*READING TEXT:*

========================================================================

Photography instructor recognized for both art and teaching

     The Visual and Performing Arts department at UCCS includes accomplished programs such as photography, in which several students and faculty members have had their work featured across campus and in museums, according to the VAPA website. 

     Senior instructor of photography Stacy Platt has spurred the success of the program, bringing years of dedication and field experience to the classroom and continuing to pursue her artistic career while she teaches. 

     Platt began teaching at UCCS in 2015 and has been recognized multiple times for both her art and her instruction. She received the Excellence in Teaching Award from the National Society of Leadership and Success in 2019. 

     Platt’s previous creative pieces garnered attention and praise from the art community, and a large part of the success of these works comes from her influences.  

     “My early background was documentary photography, but I’ve kind of moved towards much more of a bridge between that and a fine art/conceptual approach. I work on projects that are based on things from my personal history,” she said. 

     A grayscale church with an accompanying quote, part of an ongoing project of over four years, greets visitors to her faculty page. 

     “There’s an ‘ex-vangelical’ project that I’ve been doing that’s based on my history of having grown up here and when I was really young, and my parents having been indoctrinated by Dobson’s Focus on the Family, and the subsequent effects that this has had in my life,” Platt said.  

     “I’ve been doing this obsessive project to try and photograph all the churches that hold Christian Services in [Colorado Springs] — there are over 400 of them, and so far I have captured about half of them. I interview people who are self-identified as ‘ex-vangelical,’ and there are people who grew up with that culture and then consciously left it as adults,” Platt said.  

Stacy Platt, professor of photography and editor of a Flagship Magazine. Photo by Taylor Villalpando.

     She also described storytelling through photography as an inspiration for her work. “I’m really interested in artists that take bits of fact, and then mix them to some [kind of] fiction to tell a better story. One of my favorite photographers that I look at is an Indian photographer named Sohrab Hura. He’s a Magnum photographer, which is a consortium of some of the best photographers in the world. He mixes a lot of fact and fiction of his life,” Platt said.  

     Prior to COVID-19, Platt wrote and edited for the Exposure Magazine, a photography oriented magazine based in Cleveland, OH.  

     The magazine was “exclusively devoted to the analysis and understanding of photography through scholarly insight, historical perspectives, critical dialogue, educational issues, and reviews of contemporary photographic publications,” according to Platt’s curriculum vitae.

========================================================================

*DATASET EXTRACT:*
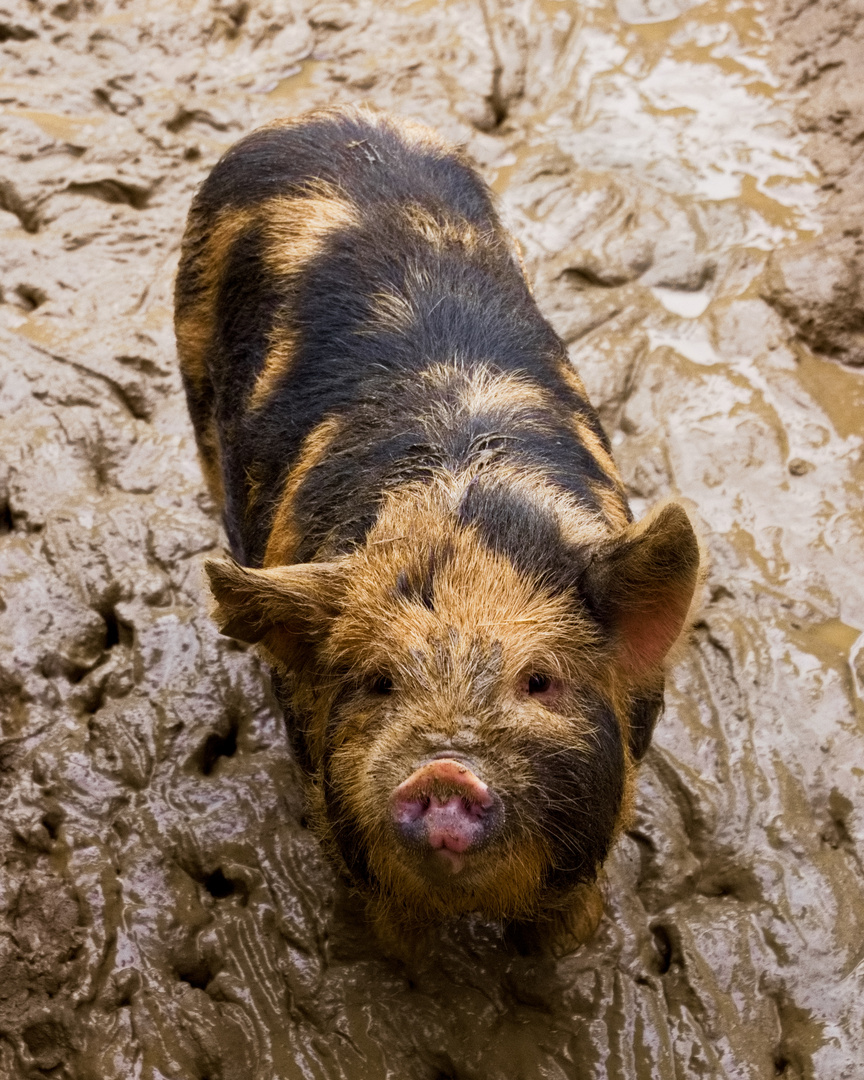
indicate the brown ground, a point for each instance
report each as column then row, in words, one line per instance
column 819, row 284
column 164, row 914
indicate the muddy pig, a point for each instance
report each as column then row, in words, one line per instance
column 432, row 547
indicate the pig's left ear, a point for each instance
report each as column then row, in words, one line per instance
column 642, row 585
column 286, row 608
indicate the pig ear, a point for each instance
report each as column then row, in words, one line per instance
column 287, row 608
column 642, row 586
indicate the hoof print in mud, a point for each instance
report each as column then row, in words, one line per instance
column 431, row 542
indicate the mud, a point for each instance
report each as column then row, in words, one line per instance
column 164, row 910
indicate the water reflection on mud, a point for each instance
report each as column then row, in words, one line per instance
column 165, row 913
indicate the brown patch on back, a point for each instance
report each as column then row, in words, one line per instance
column 442, row 231
column 284, row 535
column 210, row 456
column 205, row 251
column 296, row 228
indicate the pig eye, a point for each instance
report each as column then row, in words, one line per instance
column 539, row 684
column 381, row 685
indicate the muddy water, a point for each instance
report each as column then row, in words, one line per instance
column 164, row 912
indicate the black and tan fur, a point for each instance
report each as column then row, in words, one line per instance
column 426, row 517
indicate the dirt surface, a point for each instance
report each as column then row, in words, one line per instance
column 819, row 284
column 164, row 914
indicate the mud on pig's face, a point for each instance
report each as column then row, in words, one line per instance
column 470, row 729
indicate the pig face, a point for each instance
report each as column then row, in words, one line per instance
column 470, row 697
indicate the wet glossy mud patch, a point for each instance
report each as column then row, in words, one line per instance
column 164, row 910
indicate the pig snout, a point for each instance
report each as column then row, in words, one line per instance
column 444, row 811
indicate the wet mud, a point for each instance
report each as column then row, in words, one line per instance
column 164, row 913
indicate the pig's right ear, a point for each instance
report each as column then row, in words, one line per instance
column 286, row 608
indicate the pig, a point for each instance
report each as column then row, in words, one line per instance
column 431, row 544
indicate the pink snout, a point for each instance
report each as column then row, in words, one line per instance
column 444, row 810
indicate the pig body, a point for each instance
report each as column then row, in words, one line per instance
column 433, row 548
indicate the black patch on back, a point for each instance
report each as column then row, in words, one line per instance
column 516, row 526
column 579, row 798
column 365, row 161
column 417, row 583
column 470, row 306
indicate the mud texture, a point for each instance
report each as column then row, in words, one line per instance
column 164, row 914
column 819, row 284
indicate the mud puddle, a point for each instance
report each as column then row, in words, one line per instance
column 165, row 912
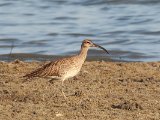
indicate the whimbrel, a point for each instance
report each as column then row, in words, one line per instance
column 67, row 67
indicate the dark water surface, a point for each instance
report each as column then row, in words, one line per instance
column 128, row 29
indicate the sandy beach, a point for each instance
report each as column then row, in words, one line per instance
column 101, row 91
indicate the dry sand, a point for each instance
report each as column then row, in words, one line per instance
column 102, row 90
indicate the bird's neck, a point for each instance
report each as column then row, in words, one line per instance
column 83, row 52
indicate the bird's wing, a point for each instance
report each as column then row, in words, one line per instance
column 50, row 69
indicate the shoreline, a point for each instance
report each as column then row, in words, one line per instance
column 102, row 90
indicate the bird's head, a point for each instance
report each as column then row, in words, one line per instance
column 88, row 43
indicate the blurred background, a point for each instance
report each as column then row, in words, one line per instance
column 34, row 29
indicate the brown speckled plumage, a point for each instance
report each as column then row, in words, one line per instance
column 64, row 68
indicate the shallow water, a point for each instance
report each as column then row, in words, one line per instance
column 128, row 29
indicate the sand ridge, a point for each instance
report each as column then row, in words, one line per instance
column 102, row 90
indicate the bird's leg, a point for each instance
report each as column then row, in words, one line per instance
column 62, row 90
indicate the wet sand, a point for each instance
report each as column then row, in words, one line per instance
column 102, row 90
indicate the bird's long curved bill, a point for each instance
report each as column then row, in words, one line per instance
column 95, row 45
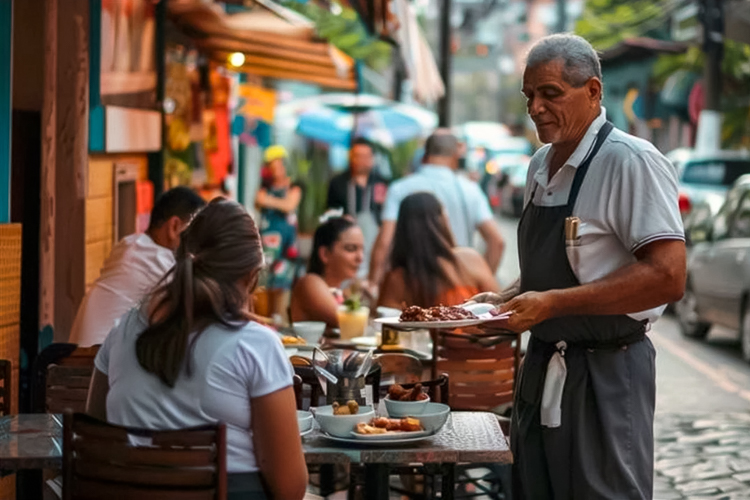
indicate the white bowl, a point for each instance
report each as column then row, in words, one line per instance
column 434, row 416
column 311, row 331
column 304, row 420
column 401, row 409
column 341, row 425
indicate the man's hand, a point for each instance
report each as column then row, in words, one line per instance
column 493, row 298
column 527, row 310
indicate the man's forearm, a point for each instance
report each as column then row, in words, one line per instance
column 637, row 287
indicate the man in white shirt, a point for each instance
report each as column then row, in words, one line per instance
column 134, row 267
column 463, row 200
column 601, row 250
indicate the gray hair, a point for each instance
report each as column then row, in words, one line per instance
column 580, row 60
column 441, row 143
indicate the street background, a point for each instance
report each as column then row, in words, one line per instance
column 702, row 424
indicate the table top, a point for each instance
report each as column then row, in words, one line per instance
column 30, row 441
column 467, row 437
column 34, row 441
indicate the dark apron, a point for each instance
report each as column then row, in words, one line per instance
column 603, row 448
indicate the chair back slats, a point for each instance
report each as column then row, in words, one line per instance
column 126, row 454
column 62, row 375
column 94, row 490
column 118, row 462
column 5, row 390
column 482, row 370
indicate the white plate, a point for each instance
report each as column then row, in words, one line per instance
column 365, row 341
column 391, row 436
column 381, row 442
column 459, row 323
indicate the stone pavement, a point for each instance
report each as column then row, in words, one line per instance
column 702, row 456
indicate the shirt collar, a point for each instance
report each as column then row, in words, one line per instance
column 582, row 151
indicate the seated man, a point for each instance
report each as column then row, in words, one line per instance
column 134, row 267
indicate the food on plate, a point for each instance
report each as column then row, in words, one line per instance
column 291, row 340
column 351, row 408
column 437, row 313
column 397, row 393
column 382, row 425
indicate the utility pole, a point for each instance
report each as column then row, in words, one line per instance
column 562, row 16
column 446, row 56
column 708, row 136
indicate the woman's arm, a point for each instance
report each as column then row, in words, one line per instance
column 393, row 291
column 278, row 447
column 312, row 295
column 96, row 404
column 288, row 203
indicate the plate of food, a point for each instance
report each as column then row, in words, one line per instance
column 440, row 317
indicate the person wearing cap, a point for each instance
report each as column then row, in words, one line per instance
column 278, row 200
column 602, row 251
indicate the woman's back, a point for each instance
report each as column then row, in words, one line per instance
column 228, row 369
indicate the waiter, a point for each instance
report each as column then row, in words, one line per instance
column 360, row 191
column 601, row 249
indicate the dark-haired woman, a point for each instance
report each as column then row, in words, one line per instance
column 337, row 254
column 190, row 356
column 426, row 267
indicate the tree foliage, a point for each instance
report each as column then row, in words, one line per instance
column 345, row 31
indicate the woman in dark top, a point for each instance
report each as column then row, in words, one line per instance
column 278, row 200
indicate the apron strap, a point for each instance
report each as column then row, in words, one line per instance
column 583, row 167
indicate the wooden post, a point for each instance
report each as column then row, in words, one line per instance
column 65, row 163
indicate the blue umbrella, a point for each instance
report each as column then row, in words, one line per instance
column 379, row 120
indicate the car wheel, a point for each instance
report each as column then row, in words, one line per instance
column 745, row 333
column 687, row 316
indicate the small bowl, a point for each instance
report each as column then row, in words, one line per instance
column 434, row 416
column 400, row 409
column 304, row 420
column 341, row 425
column 311, row 331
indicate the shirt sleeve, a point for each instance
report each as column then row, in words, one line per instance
column 644, row 207
column 480, row 204
column 260, row 361
column 392, row 203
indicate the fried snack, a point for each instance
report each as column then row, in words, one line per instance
column 437, row 313
column 398, row 393
column 290, row 340
column 363, row 428
column 351, row 408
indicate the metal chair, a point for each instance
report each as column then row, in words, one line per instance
column 102, row 460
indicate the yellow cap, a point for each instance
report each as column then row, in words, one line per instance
column 274, row 153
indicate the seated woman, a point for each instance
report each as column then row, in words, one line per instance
column 189, row 355
column 338, row 251
column 426, row 268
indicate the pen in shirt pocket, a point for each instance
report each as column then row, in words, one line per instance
column 572, row 227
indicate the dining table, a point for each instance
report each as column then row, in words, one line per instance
column 32, row 442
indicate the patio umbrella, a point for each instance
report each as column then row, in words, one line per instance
column 336, row 118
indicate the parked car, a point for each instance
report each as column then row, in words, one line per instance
column 718, row 284
column 706, row 177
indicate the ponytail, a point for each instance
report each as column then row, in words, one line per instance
column 220, row 248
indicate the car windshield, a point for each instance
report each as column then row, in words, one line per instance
column 715, row 172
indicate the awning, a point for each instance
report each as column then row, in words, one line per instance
column 277, row 42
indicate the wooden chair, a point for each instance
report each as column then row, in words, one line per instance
column 101, row 460
column 6, row 389
column 61, row 377
column 482, row 368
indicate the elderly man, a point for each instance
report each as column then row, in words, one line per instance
column 601, row 249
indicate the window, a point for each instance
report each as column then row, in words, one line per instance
column 714, row 172
column 741, row 224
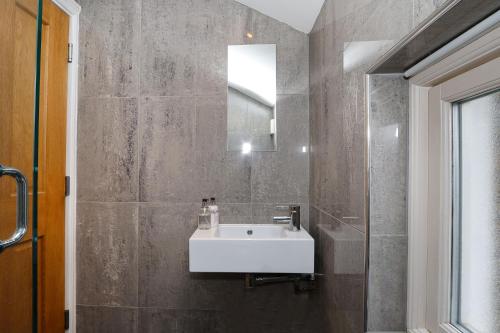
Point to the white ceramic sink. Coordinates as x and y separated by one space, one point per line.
251 248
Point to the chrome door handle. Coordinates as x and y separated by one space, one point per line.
21 209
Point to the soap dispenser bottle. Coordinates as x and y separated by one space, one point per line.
214 213
204 216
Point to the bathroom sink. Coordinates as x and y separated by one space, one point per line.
251 248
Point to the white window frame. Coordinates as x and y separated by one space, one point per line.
429 282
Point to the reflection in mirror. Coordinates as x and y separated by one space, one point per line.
251 98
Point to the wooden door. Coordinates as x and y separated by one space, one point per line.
17 76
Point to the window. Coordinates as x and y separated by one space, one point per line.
475 292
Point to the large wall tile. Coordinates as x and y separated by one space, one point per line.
387 283
280 176
164 278
179 321
109 51
107 149
167 159
168 65
292 72
109 319
107 254
389 105
292 113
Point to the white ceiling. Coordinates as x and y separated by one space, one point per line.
300 14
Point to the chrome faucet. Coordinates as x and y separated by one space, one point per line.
293 219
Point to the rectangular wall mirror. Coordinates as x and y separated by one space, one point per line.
251 98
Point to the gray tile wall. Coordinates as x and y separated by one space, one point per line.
389 106
152 143
347 38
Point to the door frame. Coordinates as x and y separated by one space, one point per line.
420 264
72 9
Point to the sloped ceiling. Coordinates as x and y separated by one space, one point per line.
299 14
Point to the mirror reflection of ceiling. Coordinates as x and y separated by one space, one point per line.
252 71
299 14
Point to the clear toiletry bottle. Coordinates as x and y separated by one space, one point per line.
214 213
204 216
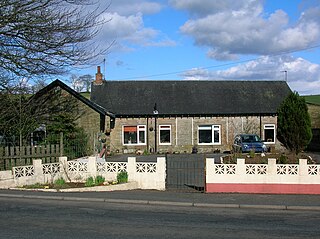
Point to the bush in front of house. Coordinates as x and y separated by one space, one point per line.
122 177
294 123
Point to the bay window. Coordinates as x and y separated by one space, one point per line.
134 134
209 134
165 134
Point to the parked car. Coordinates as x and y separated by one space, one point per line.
245 143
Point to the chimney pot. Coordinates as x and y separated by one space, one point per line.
99 80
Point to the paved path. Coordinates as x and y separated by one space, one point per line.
263 201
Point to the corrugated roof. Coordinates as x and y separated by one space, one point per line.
137 98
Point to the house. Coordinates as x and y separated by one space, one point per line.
177 116
92 117
181 116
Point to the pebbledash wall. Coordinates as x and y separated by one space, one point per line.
146 175
263 178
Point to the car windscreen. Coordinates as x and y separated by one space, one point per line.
250 139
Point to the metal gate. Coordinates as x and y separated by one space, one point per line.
185 172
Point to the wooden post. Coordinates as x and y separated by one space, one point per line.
61 144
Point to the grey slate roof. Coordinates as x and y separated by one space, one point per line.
190 98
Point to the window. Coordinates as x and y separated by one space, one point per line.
269 133
134 134
165 134
209 134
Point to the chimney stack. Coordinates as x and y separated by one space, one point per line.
99 80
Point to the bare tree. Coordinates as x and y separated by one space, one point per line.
45 37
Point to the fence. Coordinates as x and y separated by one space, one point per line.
149 175
17 156
263 178
49 149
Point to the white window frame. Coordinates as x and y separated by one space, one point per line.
140 128
269 126
165 127
213 129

========================================================================

*PARTS OF THE EXERCISE:*
(1) From the photography instructor article, echo everything from "Photography instructor recognized" down to "Success in 2019.".
(2) In the photography instructor article, what award did Platt receive in 2019?

*RESPONSES TO THE EXERCISE:*
(1)
Photography instructor recognized for both art and teaching

     The Visual and Performing Arts department at UCCS includes accomplished programs such as photography, in which several students and faculty members have had their work featured across campus and in museums, according to the VAPA website. 

     Senior instructor of photography Stacy Platt has spurred the success of the program, bringing years of dedication and field experience to the classroom and continuing to pursue her artistic career while she teaches. 

     Platt began teaching at UCCS in 2015 and has been recognized multiple times for both her art and her instruction. She received the Excellence in Teaching Award from the National Society of Leadership and Success in 2019.

(2) The Excellence in Teaching Award from the National Society of Leadership and Success.